- **EXTRAIT DU TEXTE**:

Point d’étape sur l’adoption du futur « Code européen des télécoms »
Annoncé en septembre 2016, le projet de Code européen des communications électroniques a pour objet de refondre et de faire évoluer le « Paquet Télécom » de 2009.
Les exigences du cadre européen sont à resituer dans un contexte de modifications profondes, à la fois technologiques et économiques, portées par :
- un nouveau cycle d’investissements à long terme très importants dans les réseaux à très haut débit fixes et mobiles ;
- un nouvel écosystème numérique, avec, en premier lieu, l’apparition de services fournis par Internet modifiant la chaîne de valeur traditionnelle des services de communications électroniques et, en second lieu, de nouvelles évolutions à venir avec le développement de l’Internet des objets par exemple.
L’objectif affiché par la Commission européenne est d’offrir une connectivité à très haut débit à l’ensemble des citoyens et de promouvoir à cette fin un renforcement de la concurrence par les infrastructures, une meilleure gestion des fréquences radio, une meilleure protection des consommateurs et des services en ligne mieux encadrés.
1341 : c’est le nombre d’amendements déposés à ce jour au Parlement européen sur le projet de Code présenté par la Commission européenne. La Commission du Parlement en charge du dossier a jusqu’au 11 juillet 2017 pour trouver un compromis sur ce texte. Pendant ce temps, le Conseil de l’Union européenne, co-législateur européen, poursuit sa lecture du texte.
Néanmoins, un regard critique sur le projet de la Commission européenne peut d’ores et déjà être apporté sur deux principaux points :
- d’une part, ce projet propose de réduire davantage les mesures de régulation des offres des opérateurs exerçant une position dominante sur le marché, au risque de ralentir l’entrée des petits opérateurs sur le marché et de renforcer la tendance aux oligopoles.

- **DONNÉES FOURNIES**:

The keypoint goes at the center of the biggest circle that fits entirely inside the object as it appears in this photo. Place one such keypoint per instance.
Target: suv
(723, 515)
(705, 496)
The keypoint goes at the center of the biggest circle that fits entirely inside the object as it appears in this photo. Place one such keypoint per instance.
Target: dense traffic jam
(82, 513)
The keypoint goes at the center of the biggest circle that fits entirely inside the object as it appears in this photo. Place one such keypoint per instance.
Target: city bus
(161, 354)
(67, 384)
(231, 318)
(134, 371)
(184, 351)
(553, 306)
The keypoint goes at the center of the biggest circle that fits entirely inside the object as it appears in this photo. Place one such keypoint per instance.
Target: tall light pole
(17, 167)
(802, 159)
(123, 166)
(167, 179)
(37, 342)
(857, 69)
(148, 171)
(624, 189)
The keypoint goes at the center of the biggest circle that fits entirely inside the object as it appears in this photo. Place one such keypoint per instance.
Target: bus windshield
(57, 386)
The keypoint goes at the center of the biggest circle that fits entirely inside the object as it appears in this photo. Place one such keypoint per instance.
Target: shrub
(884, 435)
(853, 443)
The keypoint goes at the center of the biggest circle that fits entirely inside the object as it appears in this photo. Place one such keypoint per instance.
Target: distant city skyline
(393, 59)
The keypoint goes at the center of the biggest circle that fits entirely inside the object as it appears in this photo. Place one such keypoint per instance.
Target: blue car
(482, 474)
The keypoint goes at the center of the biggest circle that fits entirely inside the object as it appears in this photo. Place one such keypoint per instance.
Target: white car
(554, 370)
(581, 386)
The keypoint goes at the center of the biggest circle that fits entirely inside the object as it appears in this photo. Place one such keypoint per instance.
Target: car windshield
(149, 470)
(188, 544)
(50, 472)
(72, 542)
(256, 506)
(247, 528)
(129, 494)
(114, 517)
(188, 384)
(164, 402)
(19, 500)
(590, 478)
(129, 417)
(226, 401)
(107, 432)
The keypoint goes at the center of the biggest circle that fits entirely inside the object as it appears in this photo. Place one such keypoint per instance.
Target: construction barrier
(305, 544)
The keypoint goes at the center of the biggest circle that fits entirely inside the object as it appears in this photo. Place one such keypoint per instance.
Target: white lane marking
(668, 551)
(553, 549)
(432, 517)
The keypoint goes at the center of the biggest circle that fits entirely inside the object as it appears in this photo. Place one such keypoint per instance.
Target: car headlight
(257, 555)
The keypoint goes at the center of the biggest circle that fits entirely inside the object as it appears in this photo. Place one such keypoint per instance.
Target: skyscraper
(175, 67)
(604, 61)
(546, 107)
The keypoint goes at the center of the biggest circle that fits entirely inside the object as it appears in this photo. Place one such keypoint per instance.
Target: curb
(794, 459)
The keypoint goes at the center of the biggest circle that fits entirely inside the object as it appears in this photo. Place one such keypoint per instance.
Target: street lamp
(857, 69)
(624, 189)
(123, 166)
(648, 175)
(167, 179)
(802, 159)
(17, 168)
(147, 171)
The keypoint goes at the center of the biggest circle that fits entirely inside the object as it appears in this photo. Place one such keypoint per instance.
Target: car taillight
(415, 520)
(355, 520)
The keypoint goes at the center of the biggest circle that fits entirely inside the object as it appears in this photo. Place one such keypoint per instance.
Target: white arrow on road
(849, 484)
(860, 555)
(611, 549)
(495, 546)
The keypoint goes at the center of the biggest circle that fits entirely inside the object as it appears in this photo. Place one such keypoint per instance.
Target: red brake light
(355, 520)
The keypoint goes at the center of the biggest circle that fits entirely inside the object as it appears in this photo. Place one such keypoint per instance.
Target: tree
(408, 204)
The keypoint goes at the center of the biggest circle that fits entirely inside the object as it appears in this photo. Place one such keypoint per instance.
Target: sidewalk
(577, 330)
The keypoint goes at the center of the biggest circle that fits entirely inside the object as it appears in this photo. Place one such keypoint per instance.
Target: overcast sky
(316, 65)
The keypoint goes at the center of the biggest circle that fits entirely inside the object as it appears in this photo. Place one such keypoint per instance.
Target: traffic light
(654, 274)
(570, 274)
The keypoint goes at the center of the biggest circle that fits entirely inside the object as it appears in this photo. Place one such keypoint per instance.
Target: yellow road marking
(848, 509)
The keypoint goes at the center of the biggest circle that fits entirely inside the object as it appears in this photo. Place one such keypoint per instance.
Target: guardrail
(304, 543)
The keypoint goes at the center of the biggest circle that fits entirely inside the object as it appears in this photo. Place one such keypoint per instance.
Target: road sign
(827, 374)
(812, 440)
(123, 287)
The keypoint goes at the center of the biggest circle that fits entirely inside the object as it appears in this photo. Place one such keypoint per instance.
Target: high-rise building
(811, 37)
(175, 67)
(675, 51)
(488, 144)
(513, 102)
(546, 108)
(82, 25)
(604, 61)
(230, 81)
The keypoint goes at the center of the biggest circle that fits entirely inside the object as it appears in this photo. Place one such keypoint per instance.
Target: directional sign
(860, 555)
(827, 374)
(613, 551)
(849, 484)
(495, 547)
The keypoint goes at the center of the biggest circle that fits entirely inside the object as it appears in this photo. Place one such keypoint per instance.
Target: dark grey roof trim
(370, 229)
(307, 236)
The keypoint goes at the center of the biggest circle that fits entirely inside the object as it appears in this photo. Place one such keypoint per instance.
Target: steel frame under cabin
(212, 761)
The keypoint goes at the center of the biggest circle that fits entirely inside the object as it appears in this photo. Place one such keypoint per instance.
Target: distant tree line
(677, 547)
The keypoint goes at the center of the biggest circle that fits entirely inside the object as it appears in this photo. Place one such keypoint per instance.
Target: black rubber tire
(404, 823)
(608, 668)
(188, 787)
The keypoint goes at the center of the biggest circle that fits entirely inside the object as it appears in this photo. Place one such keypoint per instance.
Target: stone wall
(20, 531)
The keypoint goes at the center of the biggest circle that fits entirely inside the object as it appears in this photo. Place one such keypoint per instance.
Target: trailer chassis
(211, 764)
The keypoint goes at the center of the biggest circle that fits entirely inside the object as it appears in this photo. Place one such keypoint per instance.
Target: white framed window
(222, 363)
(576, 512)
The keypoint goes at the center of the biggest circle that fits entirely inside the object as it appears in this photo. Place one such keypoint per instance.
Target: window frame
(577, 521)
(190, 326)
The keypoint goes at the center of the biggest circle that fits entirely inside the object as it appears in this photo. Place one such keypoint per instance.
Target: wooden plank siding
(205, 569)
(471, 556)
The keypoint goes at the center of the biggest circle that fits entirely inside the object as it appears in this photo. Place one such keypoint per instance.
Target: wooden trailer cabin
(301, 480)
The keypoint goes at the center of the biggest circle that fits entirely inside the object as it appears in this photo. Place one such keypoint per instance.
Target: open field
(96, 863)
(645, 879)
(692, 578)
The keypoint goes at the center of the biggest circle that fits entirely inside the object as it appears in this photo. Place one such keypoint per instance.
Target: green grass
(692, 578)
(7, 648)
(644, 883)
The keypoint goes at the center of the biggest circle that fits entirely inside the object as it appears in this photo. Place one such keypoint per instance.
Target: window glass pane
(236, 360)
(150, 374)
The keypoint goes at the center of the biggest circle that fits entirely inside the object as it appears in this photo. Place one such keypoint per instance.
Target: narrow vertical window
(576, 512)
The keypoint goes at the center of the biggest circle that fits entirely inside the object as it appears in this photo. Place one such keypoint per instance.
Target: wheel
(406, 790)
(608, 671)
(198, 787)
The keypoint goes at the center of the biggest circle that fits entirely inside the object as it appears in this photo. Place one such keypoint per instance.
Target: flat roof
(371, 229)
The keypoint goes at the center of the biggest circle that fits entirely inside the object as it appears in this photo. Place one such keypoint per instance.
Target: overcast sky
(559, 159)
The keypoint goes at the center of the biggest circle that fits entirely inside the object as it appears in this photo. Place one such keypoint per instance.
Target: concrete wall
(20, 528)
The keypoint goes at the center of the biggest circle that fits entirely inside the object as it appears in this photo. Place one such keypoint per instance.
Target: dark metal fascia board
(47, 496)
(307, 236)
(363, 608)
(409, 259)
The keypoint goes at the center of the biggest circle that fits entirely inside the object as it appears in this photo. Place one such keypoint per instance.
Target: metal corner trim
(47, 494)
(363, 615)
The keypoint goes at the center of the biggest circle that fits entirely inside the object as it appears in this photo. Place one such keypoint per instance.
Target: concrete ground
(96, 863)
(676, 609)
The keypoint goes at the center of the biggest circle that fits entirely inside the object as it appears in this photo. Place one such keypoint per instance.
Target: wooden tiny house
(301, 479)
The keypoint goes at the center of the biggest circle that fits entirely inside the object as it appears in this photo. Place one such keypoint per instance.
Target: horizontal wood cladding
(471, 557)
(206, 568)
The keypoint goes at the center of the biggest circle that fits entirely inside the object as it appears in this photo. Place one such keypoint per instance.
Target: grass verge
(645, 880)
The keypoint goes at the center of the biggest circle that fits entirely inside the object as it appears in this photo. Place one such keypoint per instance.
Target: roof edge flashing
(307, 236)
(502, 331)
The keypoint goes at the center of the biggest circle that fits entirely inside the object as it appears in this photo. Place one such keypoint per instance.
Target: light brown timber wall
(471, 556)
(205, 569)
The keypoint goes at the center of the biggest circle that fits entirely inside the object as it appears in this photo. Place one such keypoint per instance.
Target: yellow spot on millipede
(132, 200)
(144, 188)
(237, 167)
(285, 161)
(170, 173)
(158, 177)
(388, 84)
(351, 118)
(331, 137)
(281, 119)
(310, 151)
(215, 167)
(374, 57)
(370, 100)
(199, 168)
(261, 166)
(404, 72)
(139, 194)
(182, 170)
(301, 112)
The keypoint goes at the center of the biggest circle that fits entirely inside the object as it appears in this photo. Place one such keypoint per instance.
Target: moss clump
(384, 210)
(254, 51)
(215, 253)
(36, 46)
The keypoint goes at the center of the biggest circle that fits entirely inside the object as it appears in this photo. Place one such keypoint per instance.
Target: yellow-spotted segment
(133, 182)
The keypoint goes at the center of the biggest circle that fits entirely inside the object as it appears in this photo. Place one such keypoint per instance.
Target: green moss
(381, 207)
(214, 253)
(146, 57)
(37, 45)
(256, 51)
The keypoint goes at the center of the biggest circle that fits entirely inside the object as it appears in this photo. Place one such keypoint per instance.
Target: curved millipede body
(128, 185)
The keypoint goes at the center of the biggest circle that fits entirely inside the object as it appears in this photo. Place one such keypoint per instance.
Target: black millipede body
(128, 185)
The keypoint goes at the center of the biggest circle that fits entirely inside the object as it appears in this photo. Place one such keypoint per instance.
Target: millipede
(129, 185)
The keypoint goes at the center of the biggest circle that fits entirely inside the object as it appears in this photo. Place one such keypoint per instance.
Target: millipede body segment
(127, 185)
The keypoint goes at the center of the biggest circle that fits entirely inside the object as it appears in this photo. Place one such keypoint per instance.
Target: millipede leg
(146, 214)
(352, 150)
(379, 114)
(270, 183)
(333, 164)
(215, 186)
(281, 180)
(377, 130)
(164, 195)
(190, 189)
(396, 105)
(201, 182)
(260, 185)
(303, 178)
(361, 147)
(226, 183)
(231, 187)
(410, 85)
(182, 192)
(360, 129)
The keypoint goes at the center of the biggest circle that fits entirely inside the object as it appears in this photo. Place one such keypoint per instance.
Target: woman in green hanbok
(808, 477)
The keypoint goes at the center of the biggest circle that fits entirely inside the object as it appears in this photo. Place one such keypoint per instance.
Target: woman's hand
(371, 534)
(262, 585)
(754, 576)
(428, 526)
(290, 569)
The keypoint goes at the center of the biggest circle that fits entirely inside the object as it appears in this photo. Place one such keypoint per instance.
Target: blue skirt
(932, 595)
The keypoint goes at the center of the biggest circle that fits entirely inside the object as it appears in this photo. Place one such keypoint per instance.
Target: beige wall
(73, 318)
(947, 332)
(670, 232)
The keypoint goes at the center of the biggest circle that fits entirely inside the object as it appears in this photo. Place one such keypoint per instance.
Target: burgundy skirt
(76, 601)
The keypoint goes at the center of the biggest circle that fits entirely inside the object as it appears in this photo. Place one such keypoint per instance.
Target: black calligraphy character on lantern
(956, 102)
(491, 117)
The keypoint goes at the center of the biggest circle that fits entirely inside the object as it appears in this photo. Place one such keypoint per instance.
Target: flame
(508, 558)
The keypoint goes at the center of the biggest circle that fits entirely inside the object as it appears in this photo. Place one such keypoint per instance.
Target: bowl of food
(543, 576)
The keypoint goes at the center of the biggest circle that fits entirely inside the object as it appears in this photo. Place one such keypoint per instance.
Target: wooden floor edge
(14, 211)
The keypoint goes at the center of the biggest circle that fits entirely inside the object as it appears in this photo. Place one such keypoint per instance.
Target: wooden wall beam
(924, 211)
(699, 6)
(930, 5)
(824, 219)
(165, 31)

- **OBJECTIFS**:
1. Recopiez un passage du texte sur le futur Code européen des télécoms. Commencez aux mots « 1341 : c’est » et arrêtez-vous après « tendance aux oligopoles. ».
2. Relevez toutes les lignes des enregistrements où figure le mot « trim ».
Les enregistrements n'ont aucun lien avec le texte.

- **RÉPONSES FOURNIES**:
1.
1341 : c’est le nombre d’amendements déposés à ce jour au Parlement européen sur le projet de Code présenté par la Commission européenne. La Commission du Parlement en charge du dossier a jusqu’au 11 juillet 2017 pour trouver un compromis sur ce texte. Pendant ce temps, le Conseil de l’Union européenne, co-législateur européen, poursuit sa lecture du texte.
Néanmoins, un regard critique sur le projet de la Commission européenne peut d’ores et déjà être apporté sur deux principaux points :
- d’une part, ce projet propose de réduire davantage les mesures de régulation des offres des opérateurs exerçant une position dominante sur le marché, au risque de ralentir l’entrée des petits opérateurs sur le marché et de renforcer la tendance aux oligopoles.

2.
Target: dark grey roof trim
Target: metal corner trim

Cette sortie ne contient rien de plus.